中山道ひとり歩る記(旧中山道を歩く)

旧中山道に沿って忠実に歩いたつもりです。

・芭蕉の道を歩く
・旧日光街道を歩く

忠治が嫌った代官所(旧中山道を歩く71)

2005年11月13日 10時50分00秒 | 3上州(群馬県)の.旧中山道を歩く(66~10
(本陣跡の標柱)

(小林本陣の標柱。背景のお宅に小林の表札あり)



(新町宿6)
旧中山道を進むと、左側に「小林本陣跡」の標柱がある。
向かい側に久保本陣が、その他脇本陣もあったというが、
今は何も残っていない。
さらに進むと道路右側の橋の袂に、3DAYマーチ発祥の地の記念碑がある。
温井川の橋を渡ると、道路は二つに分かれるが、右側が旧中山道で案内板がある。

(3DAYマーチ発祥の碑)

(3DAyマーチの碑がおいてある一区画が整備されている)

(温井川を渡ると道は二股に分かれる、中央の白い建物の右側が旧中山道)

しばらくすると関越高速道路があり、ガードの手前に旧中山道の道標がある。

「左 倉賀野宿 4.4km。 右 新町宿 0.8km」とある。

(左 倉賀野4.4km、右 新町0.8kmの標柱の先ガードをくぐる)

ガードをくぐるとまた道は二手に分かれる。右の烏川の土手に登ると、
土手上はサイクリングロードになり、しばらく先のほうで
いずれ旧中山道と合流する。

ここでは左側の旧中山道をあるくと、道路は関越高速道路をくぐる
南側の道路と合流する。しばらくすると中島バス停があり、
左側に古い火の見櫓があるので、旧中山道は右折
(右側古川酒店の先で)するとサイクリングロードの土手にぶつかる。
その手前に左方に旧中山道の案内標識がある。

(左手の火の見櫓を右折する)


昔はここから舟渡しがあったが、今は無く土手を歩くと、
前方に橋が見える。

これが柳瀬橋で、今はここを渡る。

(柳瀬橋)

(岩鼻町の信号。左折すると旧中山道)

渡り終えた先に岩鼻町の信号があり、旧中山道は左折する。
しかしここでは直進し、すぐ左奥に観音寺が、さらにその裏手の
公園に岩鼻代官所跡があるので寄ってみたい。

ここは高崎市岩鼻町である。

観音寺は本堂が新しくなっていた。ここには初代代官のお墓があるというので訪れた。

(観音寺)

今までの経験では、訪ねた墓地で目当てのお墓を探すのは、
案内看板が無いかぎり、なかなか難しい。

- [作業の依頼]
**A)** 中山道歩きの紀行文のうち、「(左 倉賀野4.4km、右 新町0.8kmの標柱の先ガードをくぐる)」から「(右側古川酒店の先で)するとサイクリングロードの土手にぶつかる。」までを、両端も含めて一字一句違えずに書き写してください。
**B)** 中山道歩きの紀行文を、最後の文の後から書き継ぐこと。

- [提供資料]
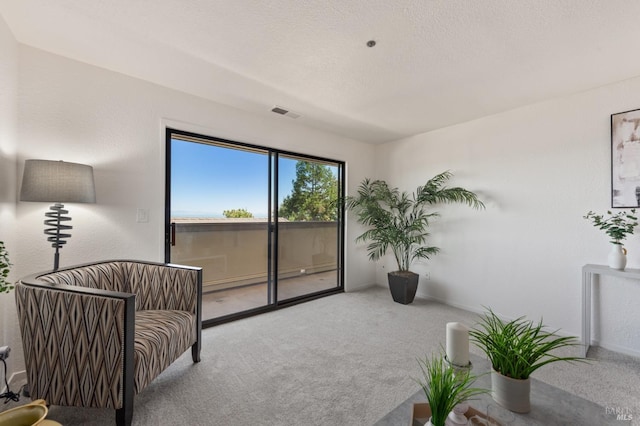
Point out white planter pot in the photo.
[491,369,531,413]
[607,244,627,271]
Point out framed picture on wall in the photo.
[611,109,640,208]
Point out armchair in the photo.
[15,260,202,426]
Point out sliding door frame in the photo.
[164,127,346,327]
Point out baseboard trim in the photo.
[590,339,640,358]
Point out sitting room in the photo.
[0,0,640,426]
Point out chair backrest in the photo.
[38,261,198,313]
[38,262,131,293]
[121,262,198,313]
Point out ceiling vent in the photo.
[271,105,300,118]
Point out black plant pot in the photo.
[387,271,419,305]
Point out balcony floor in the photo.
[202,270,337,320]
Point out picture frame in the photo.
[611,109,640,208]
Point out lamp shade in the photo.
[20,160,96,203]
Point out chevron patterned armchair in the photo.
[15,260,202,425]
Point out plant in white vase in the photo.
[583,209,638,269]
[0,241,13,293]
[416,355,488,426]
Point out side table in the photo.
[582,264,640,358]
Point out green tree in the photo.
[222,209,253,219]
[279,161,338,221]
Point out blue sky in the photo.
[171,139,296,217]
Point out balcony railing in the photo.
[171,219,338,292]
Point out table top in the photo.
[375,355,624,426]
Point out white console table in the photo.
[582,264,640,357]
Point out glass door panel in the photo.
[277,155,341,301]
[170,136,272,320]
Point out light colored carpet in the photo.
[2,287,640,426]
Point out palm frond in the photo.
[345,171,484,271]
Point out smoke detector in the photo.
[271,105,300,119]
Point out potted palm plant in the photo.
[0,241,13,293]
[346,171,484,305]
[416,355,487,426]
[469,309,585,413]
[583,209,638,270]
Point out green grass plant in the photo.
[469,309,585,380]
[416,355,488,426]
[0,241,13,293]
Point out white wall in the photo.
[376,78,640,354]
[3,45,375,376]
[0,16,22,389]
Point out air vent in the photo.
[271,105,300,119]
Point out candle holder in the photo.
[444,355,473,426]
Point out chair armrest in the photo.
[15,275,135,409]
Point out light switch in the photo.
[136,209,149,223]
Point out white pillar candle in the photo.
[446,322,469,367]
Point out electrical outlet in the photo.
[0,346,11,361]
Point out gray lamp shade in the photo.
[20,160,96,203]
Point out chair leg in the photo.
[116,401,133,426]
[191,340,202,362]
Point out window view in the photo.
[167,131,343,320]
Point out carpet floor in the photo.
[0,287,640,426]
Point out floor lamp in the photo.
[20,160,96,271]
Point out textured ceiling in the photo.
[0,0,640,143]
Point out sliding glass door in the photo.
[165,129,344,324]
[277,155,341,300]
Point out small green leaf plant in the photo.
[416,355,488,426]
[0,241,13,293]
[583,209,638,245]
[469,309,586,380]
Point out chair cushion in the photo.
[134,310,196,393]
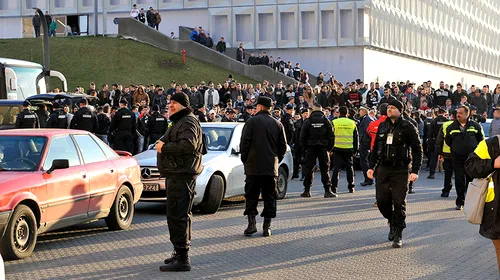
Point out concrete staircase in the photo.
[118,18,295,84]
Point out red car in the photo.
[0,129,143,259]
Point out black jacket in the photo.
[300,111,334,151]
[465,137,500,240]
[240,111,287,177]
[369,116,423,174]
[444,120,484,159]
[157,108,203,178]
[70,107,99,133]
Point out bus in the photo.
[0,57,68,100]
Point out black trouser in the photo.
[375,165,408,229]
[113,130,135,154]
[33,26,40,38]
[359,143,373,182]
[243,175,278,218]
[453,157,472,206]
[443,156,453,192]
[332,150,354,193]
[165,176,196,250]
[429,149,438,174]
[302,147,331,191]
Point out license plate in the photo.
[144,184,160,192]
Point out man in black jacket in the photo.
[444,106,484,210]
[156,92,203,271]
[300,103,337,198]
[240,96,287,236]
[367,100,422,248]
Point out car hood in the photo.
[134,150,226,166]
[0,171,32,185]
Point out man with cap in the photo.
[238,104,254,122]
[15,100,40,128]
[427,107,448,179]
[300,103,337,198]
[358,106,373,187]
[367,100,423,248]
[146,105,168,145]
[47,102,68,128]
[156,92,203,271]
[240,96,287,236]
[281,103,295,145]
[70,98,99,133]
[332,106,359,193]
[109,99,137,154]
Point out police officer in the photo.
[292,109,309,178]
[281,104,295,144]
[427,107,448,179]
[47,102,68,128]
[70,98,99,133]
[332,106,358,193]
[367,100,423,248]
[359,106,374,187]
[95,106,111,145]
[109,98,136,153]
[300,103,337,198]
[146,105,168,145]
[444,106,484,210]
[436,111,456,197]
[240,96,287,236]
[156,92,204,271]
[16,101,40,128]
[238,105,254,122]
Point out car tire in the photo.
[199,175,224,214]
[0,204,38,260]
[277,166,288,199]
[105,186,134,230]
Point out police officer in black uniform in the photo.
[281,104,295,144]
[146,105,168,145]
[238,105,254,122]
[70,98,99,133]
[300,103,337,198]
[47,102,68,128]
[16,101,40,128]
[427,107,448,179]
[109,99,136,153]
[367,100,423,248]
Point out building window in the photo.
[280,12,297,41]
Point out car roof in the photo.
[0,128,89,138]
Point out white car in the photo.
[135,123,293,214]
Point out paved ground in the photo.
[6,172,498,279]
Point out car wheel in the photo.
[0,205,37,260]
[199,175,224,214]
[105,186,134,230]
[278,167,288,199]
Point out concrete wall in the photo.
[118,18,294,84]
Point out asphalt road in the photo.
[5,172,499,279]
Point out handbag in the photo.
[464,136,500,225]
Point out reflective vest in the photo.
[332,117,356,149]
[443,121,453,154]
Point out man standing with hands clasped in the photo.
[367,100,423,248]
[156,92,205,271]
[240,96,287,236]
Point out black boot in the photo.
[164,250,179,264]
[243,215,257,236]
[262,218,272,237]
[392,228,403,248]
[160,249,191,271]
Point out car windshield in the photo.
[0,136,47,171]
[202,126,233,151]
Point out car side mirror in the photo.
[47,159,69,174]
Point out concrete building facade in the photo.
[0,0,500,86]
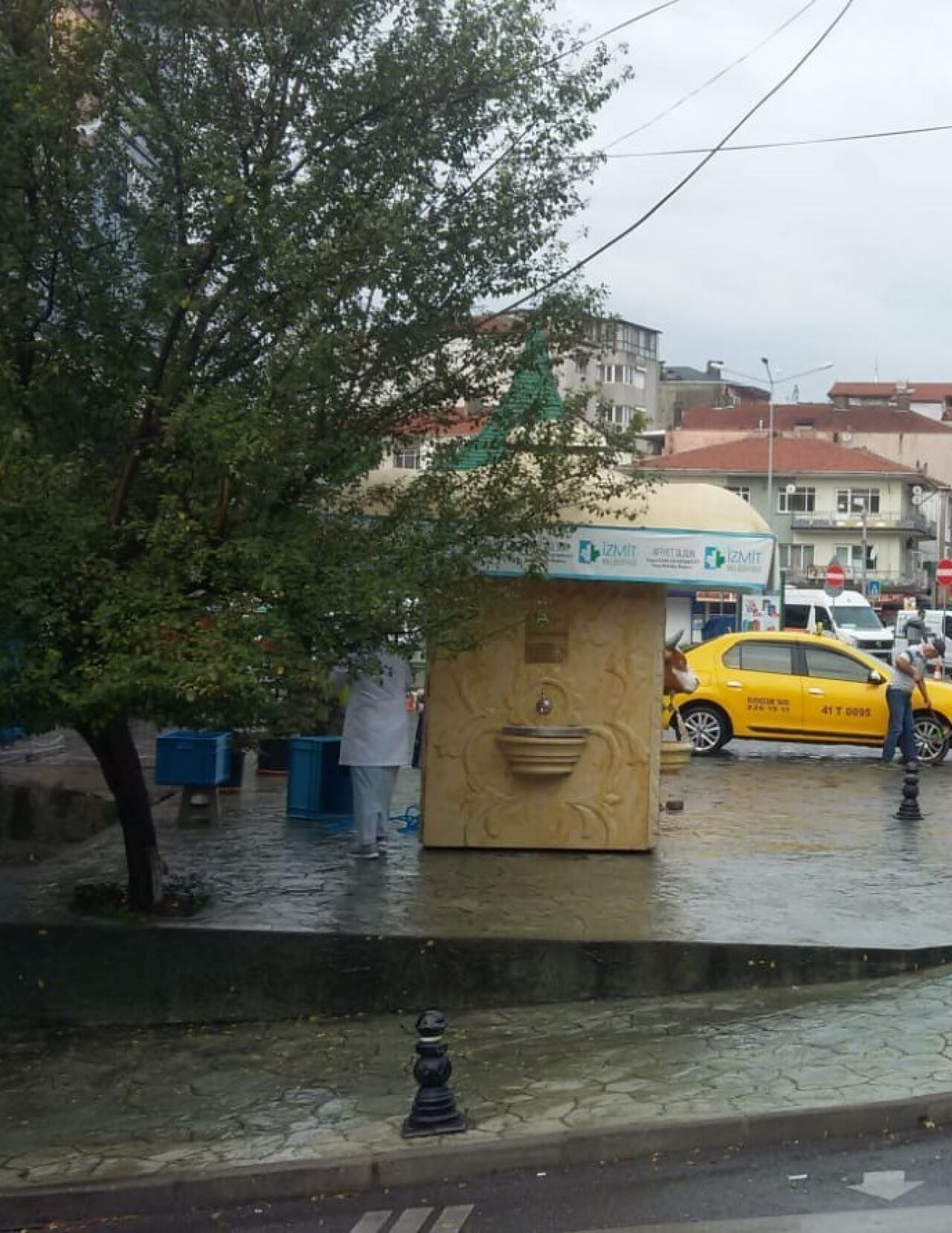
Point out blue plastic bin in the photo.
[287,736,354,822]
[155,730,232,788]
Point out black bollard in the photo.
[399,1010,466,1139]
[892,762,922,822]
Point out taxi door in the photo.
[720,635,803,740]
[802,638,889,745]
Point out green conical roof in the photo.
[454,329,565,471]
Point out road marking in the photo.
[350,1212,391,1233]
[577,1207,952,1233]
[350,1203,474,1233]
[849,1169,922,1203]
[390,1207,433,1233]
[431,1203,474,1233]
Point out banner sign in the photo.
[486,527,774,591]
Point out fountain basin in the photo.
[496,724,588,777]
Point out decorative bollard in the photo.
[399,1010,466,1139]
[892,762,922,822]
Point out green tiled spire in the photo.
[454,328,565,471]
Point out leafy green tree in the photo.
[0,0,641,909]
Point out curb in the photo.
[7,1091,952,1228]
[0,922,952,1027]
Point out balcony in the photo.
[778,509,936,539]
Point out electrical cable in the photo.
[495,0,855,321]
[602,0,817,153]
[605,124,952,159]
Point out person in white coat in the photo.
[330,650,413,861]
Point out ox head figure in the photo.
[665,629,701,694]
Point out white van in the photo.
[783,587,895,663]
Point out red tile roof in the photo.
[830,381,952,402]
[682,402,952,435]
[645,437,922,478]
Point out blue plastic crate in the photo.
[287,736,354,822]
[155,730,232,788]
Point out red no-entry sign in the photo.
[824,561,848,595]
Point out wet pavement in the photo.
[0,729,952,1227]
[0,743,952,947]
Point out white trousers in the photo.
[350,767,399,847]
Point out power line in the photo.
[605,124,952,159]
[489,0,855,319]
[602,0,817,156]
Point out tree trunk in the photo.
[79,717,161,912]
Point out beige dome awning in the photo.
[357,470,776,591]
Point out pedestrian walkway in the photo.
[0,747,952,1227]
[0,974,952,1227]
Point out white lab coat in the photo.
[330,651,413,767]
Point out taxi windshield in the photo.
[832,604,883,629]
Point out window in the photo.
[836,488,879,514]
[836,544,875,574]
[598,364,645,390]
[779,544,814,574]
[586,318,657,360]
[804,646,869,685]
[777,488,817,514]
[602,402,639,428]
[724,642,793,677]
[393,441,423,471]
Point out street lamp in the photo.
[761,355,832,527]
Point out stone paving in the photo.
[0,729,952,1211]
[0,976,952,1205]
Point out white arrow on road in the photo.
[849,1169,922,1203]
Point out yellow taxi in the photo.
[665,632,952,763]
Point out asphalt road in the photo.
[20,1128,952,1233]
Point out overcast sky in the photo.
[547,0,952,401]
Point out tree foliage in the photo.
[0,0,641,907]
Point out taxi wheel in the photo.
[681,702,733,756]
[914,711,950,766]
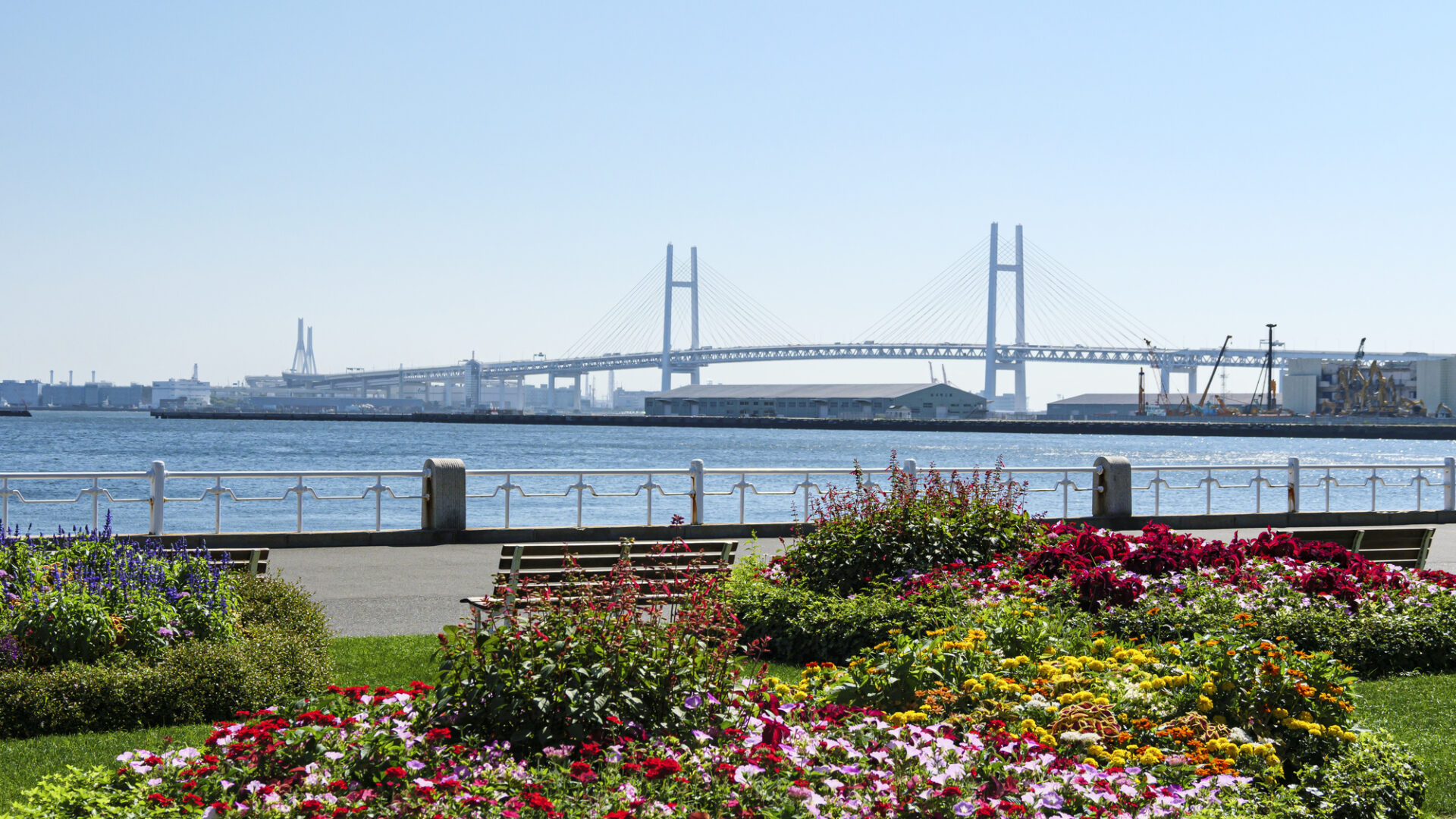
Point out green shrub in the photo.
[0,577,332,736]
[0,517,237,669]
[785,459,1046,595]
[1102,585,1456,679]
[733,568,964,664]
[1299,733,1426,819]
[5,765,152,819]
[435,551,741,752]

- [作業の回答]
**A)**
(左 倉賀野4.4km、右 新町0.8kmの標柱の先ガードをくぐる)

ガードをくぐるとまた道は二手に分かれる。右の烏川の土手に登ると、
土手上はサイクリングロードになり、しばらく先のほうで
いずれ旧中山道と合流する。

ここでは左側の旧中山道をあるくと、道路は関越高速道路をくぐる
南側の道路と合流する。しばらくすると中島バス停があり、
左側に古い火の見櫓があるので、旧中山道は右折
(右側古川酒店の先で)するとサイクリングロードの土手にぶつかる。

**B)**
お寺に入ろうとすると、孫の子守をしている女性に会ったので、気軽に声をかけた。

「このお寺に代官のお墓があるそうですが、
墓地のどの辺りにあるかご存知ですか?」聞いてみた。
「ハイ ありますよ。ご案内しましょう」と、
気軽に引き受けお寺の中に入っていく。

お寺の門をくぐると左手が墓地になっており、入ったすぐの中央に、
案内看板を背にした立派なお墓があった。
子守中とはいえ、女性に大変お手数をお掛けした事を
申し訳なく思い、丁重にお礼を述べた。

やはり、人にモノを尋ねるときは、自分で先に探してみて、
どうしても見つからないときに、尋ねるものだと反省しきり。
「覆水盆に還らず」の言葉通りであった。

(初代 岩鼻代官 吉川栄左衛門の墓)

話をもとに戻すが、お墓の案内によれば、

(高崎市史跡 「岩鼻代官 吉川栄左衛門貞寛の墓」
吉川栄左衛門貞寛は、江戸の人で出身地は相州中原村
(神奈川県)であり、祖先は代々御殿番を勤めた家柄である。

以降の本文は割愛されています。